__Directions for this task__: Can you quote the passage on the 1946 sketch book below, starting with "In 1982 I joined" and going on through "Times in 2008)."?

__Passage__:
-- start --

PORTRAITS BY THE ARTIST AS A YOUNG MAN -- Yasuo Ohtsuka's 1946 Sketch Book



In 1982 I joined Kinetographics, a film production company owned by Gary Kurtz. Gary had worked with George Lucas for years producing (and being creatively instrumental in) American Graffiti, Star Wars, and The Empire Strikes Back but was now developing movies on his own. I joined as his director of animation development and as an associate producer on the production of an animated feature based on Winsor McCay’s early 20th-century comic strip, Little Nemo in Slumberland, which Kinetographics was planning to co-produce with Japanese anime producer,TMS Entertainment. For two year previous I had been involved with Gary in the development of an animated feature based on Will Eisner’s The Spirit (of which I wrote about for the Los Angeles Times in 2008).

-- end --

Source records:
-- start --

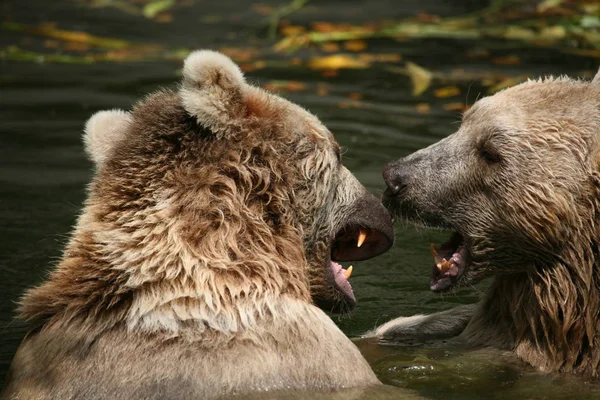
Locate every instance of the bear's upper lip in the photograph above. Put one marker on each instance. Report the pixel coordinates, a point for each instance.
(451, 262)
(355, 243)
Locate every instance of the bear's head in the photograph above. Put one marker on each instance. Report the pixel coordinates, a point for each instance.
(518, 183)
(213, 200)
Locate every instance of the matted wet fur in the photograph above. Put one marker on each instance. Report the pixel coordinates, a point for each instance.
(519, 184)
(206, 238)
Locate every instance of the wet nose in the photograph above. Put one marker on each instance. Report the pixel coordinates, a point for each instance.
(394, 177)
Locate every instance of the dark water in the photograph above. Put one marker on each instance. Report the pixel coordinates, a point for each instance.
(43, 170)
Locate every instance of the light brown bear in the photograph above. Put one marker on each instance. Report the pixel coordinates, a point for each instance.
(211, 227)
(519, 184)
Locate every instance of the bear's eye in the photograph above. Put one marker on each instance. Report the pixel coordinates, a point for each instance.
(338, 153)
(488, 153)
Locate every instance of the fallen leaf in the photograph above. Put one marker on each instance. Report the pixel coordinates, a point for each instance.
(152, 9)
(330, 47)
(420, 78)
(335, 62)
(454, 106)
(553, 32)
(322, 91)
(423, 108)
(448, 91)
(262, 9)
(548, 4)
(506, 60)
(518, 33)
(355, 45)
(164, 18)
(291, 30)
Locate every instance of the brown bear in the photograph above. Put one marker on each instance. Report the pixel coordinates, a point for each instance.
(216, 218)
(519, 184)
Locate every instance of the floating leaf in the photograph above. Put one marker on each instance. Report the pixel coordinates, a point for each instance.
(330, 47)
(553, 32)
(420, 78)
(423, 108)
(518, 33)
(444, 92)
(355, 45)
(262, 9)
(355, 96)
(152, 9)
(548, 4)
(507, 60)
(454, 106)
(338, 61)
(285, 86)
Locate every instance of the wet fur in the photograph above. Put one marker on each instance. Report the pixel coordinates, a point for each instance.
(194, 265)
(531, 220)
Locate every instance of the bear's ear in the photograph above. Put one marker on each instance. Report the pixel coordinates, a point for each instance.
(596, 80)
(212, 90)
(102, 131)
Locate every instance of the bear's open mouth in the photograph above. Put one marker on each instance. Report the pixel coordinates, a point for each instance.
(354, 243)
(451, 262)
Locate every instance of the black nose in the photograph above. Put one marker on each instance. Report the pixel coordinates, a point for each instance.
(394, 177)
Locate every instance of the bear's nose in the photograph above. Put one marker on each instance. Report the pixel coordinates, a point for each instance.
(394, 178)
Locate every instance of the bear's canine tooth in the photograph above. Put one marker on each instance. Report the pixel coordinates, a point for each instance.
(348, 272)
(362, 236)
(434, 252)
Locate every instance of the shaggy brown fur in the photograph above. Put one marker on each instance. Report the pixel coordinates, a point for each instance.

-- end --
-- start --

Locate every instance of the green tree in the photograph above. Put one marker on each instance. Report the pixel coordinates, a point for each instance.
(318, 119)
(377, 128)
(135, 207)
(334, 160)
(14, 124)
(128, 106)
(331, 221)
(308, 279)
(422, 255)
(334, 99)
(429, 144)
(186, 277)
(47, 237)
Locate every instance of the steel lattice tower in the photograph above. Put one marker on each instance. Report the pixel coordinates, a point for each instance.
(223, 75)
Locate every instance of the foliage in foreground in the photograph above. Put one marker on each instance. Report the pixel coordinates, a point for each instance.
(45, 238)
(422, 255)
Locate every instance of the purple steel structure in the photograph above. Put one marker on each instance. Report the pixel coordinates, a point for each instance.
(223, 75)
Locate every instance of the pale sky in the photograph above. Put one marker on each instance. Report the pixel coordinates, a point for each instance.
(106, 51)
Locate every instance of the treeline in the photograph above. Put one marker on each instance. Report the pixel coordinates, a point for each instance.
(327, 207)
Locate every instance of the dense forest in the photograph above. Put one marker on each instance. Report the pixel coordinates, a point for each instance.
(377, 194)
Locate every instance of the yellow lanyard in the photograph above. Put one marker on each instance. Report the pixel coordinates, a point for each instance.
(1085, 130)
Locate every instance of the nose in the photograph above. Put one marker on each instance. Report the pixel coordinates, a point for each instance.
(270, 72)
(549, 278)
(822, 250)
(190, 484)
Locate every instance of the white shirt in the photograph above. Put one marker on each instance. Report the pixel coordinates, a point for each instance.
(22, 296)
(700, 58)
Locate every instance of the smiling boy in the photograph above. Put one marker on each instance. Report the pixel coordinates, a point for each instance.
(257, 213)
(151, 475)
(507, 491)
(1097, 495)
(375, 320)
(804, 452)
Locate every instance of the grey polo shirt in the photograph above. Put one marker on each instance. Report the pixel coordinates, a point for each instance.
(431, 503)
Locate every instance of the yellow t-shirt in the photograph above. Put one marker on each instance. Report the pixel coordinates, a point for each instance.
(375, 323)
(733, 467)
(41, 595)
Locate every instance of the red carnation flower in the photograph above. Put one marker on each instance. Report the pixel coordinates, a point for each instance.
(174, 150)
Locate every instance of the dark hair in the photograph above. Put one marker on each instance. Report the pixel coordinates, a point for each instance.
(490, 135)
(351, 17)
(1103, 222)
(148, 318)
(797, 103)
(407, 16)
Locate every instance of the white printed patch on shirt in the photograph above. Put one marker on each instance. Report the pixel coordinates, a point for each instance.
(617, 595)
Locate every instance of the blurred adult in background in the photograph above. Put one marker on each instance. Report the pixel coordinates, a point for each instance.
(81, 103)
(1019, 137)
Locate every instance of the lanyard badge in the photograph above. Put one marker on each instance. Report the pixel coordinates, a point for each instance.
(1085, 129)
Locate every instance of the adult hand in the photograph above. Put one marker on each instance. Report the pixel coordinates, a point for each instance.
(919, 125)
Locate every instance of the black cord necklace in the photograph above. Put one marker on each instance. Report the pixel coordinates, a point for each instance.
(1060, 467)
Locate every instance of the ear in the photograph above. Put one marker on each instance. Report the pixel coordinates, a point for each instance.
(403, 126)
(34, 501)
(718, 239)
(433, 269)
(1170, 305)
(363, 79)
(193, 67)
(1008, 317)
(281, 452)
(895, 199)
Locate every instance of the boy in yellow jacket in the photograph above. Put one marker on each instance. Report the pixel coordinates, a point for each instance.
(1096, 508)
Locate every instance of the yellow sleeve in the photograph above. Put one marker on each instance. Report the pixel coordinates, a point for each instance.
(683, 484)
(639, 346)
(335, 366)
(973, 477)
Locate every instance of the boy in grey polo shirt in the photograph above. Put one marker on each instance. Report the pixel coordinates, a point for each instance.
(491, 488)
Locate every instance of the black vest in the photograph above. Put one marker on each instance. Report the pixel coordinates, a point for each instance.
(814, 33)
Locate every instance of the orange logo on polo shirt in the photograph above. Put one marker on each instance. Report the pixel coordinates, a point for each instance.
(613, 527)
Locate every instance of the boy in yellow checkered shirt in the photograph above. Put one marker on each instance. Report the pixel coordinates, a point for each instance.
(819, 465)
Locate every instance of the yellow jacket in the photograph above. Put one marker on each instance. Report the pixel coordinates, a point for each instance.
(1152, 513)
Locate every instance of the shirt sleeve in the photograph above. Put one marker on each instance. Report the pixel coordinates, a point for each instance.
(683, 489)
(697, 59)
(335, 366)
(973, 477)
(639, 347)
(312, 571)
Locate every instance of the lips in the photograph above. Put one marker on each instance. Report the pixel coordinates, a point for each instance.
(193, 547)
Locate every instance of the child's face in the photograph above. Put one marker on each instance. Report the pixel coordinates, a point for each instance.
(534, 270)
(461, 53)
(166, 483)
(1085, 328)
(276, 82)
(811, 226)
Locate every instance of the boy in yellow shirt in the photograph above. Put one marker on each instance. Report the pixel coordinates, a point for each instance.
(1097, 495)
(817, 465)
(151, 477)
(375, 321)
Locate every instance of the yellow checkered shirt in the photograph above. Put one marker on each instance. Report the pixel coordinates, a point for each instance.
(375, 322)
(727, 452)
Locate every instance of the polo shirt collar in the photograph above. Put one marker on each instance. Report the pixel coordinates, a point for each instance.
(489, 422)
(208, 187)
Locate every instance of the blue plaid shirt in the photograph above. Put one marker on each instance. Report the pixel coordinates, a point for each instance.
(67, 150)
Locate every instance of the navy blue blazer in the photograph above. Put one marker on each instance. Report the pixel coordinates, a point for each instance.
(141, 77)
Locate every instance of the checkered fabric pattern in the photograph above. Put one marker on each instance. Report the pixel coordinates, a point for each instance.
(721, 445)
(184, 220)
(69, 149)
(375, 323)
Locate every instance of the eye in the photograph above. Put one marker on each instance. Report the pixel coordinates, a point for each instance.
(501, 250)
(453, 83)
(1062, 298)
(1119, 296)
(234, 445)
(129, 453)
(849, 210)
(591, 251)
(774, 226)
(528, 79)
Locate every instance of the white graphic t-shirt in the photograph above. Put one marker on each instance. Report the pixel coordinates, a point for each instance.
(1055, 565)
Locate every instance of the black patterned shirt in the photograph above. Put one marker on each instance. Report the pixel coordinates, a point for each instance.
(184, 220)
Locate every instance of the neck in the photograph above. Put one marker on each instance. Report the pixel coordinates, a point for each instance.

-- end --
-- start --

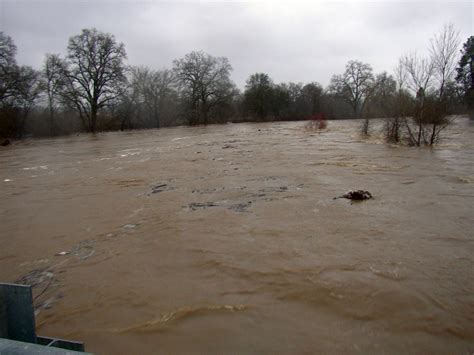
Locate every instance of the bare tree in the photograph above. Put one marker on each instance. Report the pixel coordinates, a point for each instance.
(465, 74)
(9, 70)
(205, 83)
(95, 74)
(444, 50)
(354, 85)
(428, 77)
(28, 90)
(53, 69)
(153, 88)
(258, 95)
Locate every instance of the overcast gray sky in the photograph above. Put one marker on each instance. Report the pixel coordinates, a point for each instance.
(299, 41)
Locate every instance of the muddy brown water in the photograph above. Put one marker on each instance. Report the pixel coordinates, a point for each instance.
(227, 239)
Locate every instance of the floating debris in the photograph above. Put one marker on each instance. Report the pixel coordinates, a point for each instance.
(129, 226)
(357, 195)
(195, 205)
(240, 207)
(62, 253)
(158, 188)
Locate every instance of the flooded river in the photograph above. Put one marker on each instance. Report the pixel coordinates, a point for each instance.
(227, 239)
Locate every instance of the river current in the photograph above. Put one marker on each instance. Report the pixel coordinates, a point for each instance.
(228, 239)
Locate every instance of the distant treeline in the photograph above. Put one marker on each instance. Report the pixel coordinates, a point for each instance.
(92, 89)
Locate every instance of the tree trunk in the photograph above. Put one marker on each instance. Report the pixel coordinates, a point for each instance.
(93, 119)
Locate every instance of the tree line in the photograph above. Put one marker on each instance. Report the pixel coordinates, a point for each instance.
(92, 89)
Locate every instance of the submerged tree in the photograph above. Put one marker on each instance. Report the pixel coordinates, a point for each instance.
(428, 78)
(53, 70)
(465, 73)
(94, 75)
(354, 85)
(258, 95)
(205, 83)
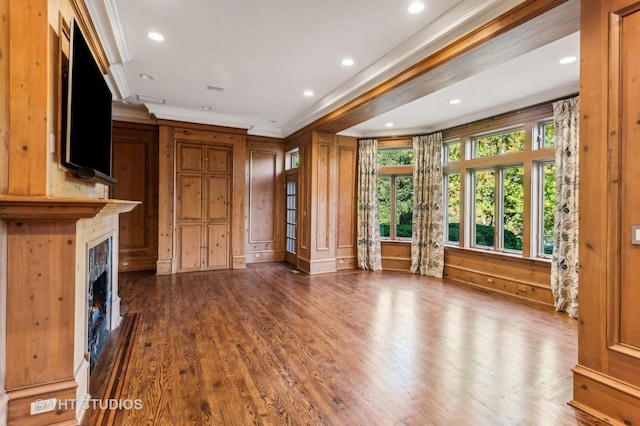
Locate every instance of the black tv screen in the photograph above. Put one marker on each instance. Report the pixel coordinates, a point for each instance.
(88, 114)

-- end --

__Answer for the task__:
In 1982 I joined Kinetographics, a film production company owned by Gary Kurtz. Gary had worked with George Lucas for years producing (and being creatively instrumental in) American Graffiti, Star Wars, and The Empire Strikes Back but was now developing movies on his own. I joined as his director of animation development and as an associate producer on the production of an animated feature based on Winsor McCay’s early 20th-century comic strip, Little Nemo in Slumberland, which Kinetographics was planning to co-produce with Japanese anime producer,TMS Entertainment. For two year previous I had been involved with Gary in the development of an animated feature based on Will Eisner’s The Spirit (of which I wrote about for the Los Angeles Times in 2008).